Keywords: multidetector, artificial intelligence
In July 2011, we reported the coronary CT angiography (CCTA) imaging features of ischemia-related coronary plaques in patients with stable angina on 64-row multidetector CT . We used the univariate and multivariate logistic regression analysis to identify which clinical characteristics and CT imaging findings were useful to differentiate ischemia-related lesions from nonischemia-relate lesions. Our results had shown the following findings: 1) by a univariate analysis, severity of stenosis, lesion length, CT attenuation value and calcium deposition were significantly associated with ischemia-related plaque; 2) by a multivariate analysis, severity of stenosis and lesion length were significantly associated with ischemia-related plaques.

Listed entries
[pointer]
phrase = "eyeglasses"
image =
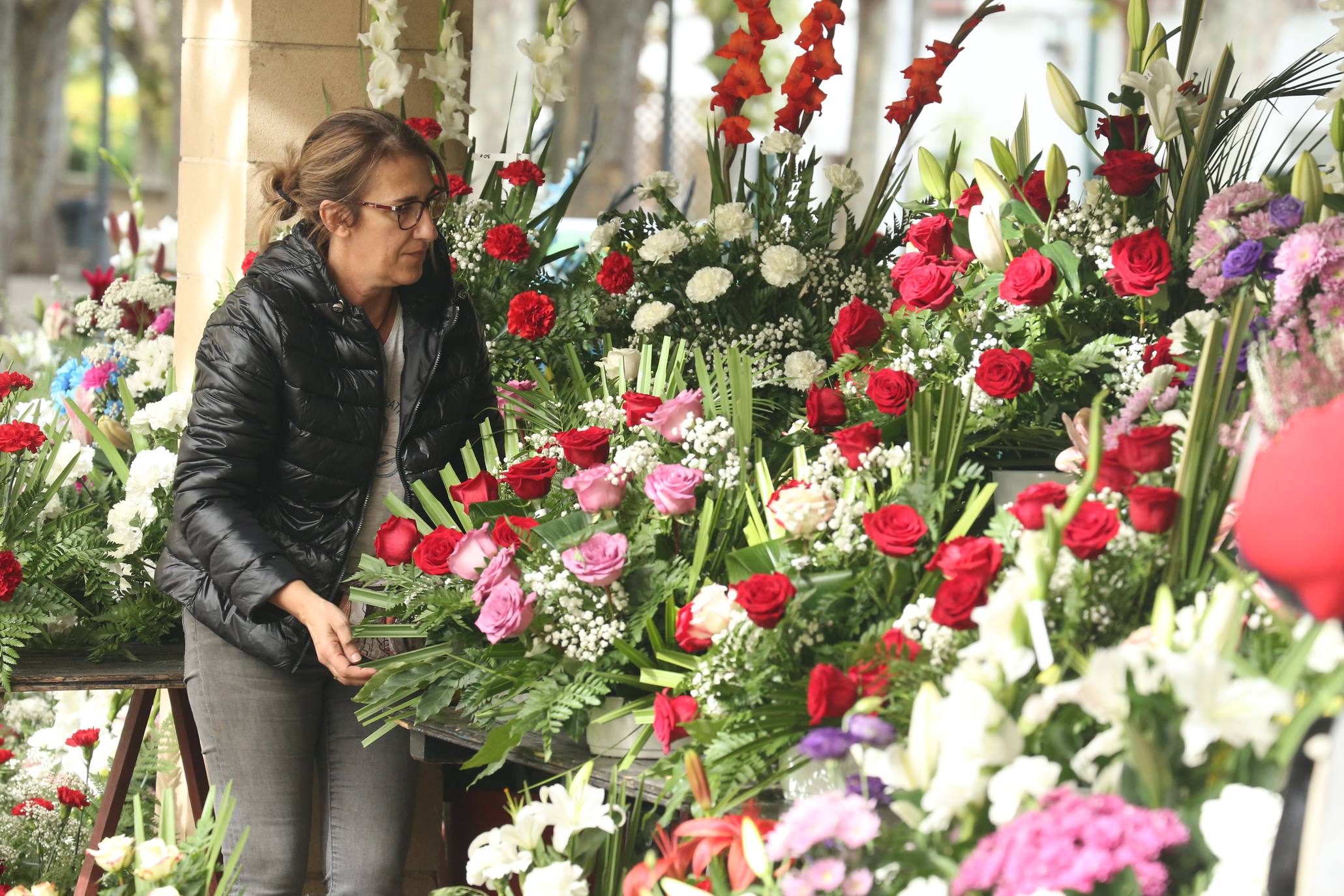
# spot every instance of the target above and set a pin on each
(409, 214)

==

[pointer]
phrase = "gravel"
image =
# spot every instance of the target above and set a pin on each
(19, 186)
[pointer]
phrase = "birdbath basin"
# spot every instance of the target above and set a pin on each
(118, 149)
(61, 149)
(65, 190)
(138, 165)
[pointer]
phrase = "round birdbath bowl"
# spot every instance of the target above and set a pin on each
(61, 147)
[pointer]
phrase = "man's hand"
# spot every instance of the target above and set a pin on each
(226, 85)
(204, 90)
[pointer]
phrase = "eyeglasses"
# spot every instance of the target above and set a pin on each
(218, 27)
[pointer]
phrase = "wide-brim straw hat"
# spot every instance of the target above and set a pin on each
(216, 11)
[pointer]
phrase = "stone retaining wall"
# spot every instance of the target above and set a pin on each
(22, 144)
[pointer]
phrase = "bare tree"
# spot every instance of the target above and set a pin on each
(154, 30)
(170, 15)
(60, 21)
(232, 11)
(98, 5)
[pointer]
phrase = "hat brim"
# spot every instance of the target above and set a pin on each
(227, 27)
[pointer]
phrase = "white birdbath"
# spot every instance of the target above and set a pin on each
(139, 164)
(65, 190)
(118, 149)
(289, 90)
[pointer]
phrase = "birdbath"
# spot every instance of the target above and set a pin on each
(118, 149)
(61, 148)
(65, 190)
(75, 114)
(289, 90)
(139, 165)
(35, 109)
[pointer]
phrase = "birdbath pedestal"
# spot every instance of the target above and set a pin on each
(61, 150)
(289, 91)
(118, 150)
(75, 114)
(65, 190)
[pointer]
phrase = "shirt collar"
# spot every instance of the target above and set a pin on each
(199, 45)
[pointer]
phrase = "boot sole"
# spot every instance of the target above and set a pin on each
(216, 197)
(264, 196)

Problem set
[1] In the text on ischemia-related coronary plaques, which two factors did the multivariate analysis find to be significantly associated with those plaques?
[2] Carry on the text about ischemia-related coronary plaques from its final sentence.
Nothing in the records is needed for this exercise.

Results of the tasks
[1] Severity of stenosis and lesion length.

[2]
Machine learning, a branch of artificial intelligence, has been recently developed. A random forest is one of the machine learning models using decision tree approach. A random forest can predict the risk of the disease from the various clinical- and imaging data. Whereas a logistic regression analysis cannot handle non-linear data well, a random forest can learn non-linear relationships in the data and deal with both continuous and categorical data. Also, it can be performed by using widely used statistical software R . We reevaluated the role of CCTA by using a random forest from the same data (clinical characteristics and CT findings). By the analysis of a random forest, the area under the curve was increased from 0.89 (a logistic regression analysis, Figure 1) to 0.95 (a random forest, Figure 2). Partial dependence plots show non-linear influence of the variables on accurate identification of ischemia-related lesions (Figure 3). Machine learning models can be a helpful tool for the interpretation of CCTA for detecting ischemia-related coronary lesions.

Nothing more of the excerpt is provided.